# [COMPITI ED ESERCIZI]
• A. Secondo il brano fornito sulla rinuncia del Papa all'intervento universitario, in quale città ha sede il centro culturale Averroè?
• B. Traduci in inglese questa frase del brano fornito sulla rinuncia del Papa all'intervento universitario: «Quando la notizia è arrivata, a metà pomeriggio, per un momento si è fermato tutto.»
• C. Riprendi il brano fornito sulla rinuncia del Papa all'intervento universitario e proseguilo a partire dalla sua ultima frase.

# [BRANO FORNITO]
○ ○ ○ ○ ○

UN AFFRONTO IRRAZIONALE A CHI INVITA AD « ALLARGARE LA RAGIONE »

Quell’intolleranza la conosco bene. Parola di un’islamica riformista

SOUAD SBAI

Quando la notizia è arrivata, a metà pomeriggio, per un momento si è fermato tutto. La sede del centro culturale Averroè, a Roma, era affollata come sempre di amiche e collaboratrici: incredule e in silenzio ci siamo passate di mano in mano quei primi flash di agenzia. Non ci sembrava possibile quello che stava succedendo, che il Papa, questo Papa, fosse stato costretto a rinunciare al suo intervento nella più grande università italiana. Un uomo che per noi donne di cultura musulmana è prima di tutto l’uomo della pace e del dialogo, una figura mite e generosa che si adopera per far incontrare le diversità, soccorrere gli indifesi e gli oppressi, difendere in ogni parte del mondo i diritti della persona.
E non ci sembrava possibile che a metterlo alla porta fosse stata propria una di quelle università dell’Occidente a cui noi donne arabe – che ci ispiriamo a un pensatore come Averroè, paladino della ragione – guardiamo come una terra promessa del libero confronto di conoscenze e di saperi. Un luogo di speranza e non di intolleranza, per noi che sappiamo bene a cosa conduce l’intolleranza, tanto più quando si proclama intoccabile e si propone come depositaria di una ragione assoluta che si fa un merito di rifiutare le ragioni degli altri.

○ ○ ○ ○ ○

Voci di un dataset
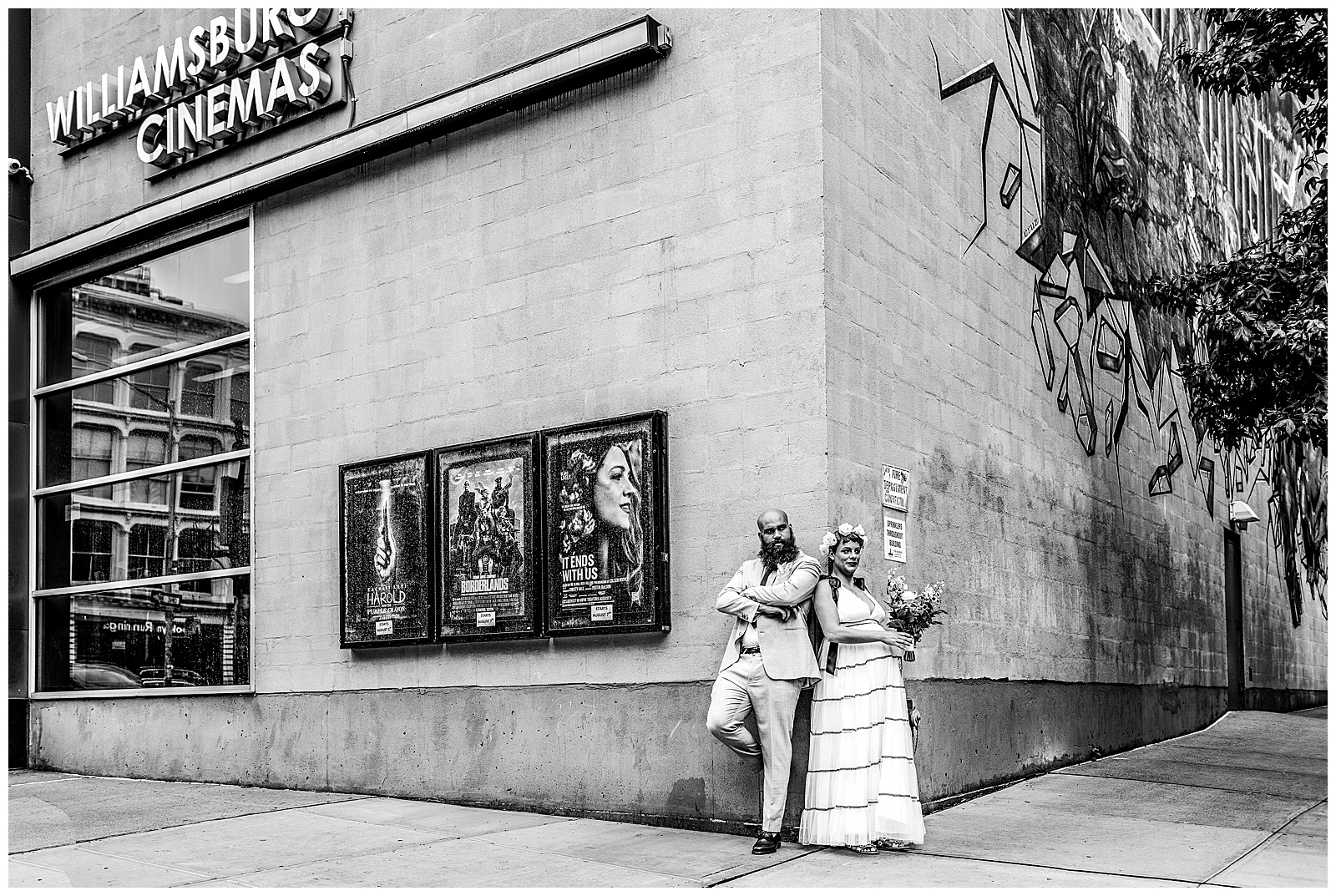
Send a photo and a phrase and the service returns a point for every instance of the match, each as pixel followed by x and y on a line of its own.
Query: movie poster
pixel 488 539
pixel 385 553
pixel 605 517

○ ○ ○ ○ ○

# [RISPOSTE SCRITTE]
• A. A Roma.

• B. When the news arrived, in the middle of the afternoon, everything stopped for a moment.

• C.
Anche per noi è stato un giorno di tristezza e di vergogna perché si è celebrata l’affermazione di un’ideologia faziosa e arrogante, di un laicismo illiberale e opportunista che vuole avere mani libere nella costruzione di una società italiana a sua immagine e somiglianza. Priva di valori, di contenuti, di spiritualità e di impulsi ideali.

L’ideologia che impedisce a Benedetto XVI di prendere la parola in un ateneo della sua città è la stessa che invita a parlare negli atenei alcuni estremisti islamici ed esponenti della sinistra più estrema. Accomunati, non a caso, dalla stessa ripulsa delle grandi verità della storia e dallo stesso rifiuto del pensiero umanistico così come dell’appassionante confronto sul rapporto tra fede e ragione che proprio Benedetto XVI ha messo al centro del confronto tra islam e Occidente.

Anziché raccogliere il suo ripetuto invito ad «allargare la ragione», si restringe irrazionalmente l’orizzonte della conoscenza e del dibattito, a detrimento degli studenti che stanno formando il loro bagaglio umano e intellettuale e del patrimonio culturale dell’intero ateneo.
Le prove generali della deriva dispotica e illiberale di un Paese, ce lo insegna proprio la storia, si fanno spesso nelle aule delle università. In alcuni Paesi arabi incamminati sulla strada delle riforme liberali e dove pure l’estremismo islamico è un pericolo ben presente, se un ospite viene invitato in un’università nessuno può permettersi di metterlo alla porta. E se questo dovesse capitare, i primi a ribellarsi sarebbero proprio i suoi studenti e i suoi insegnanti. Tutti, nessuno escluso, qualunque sia il loro credo politico, religioso o culturale. Se in Italia non è così vuol dire che quello a cui abbiamo assistito non è solo il giorno della tristezza e della vergogna. È l’alba della sconfitta della civiltà di un intero Paese.
Ma noi, come tanti insieme a noi, non ci stiamo.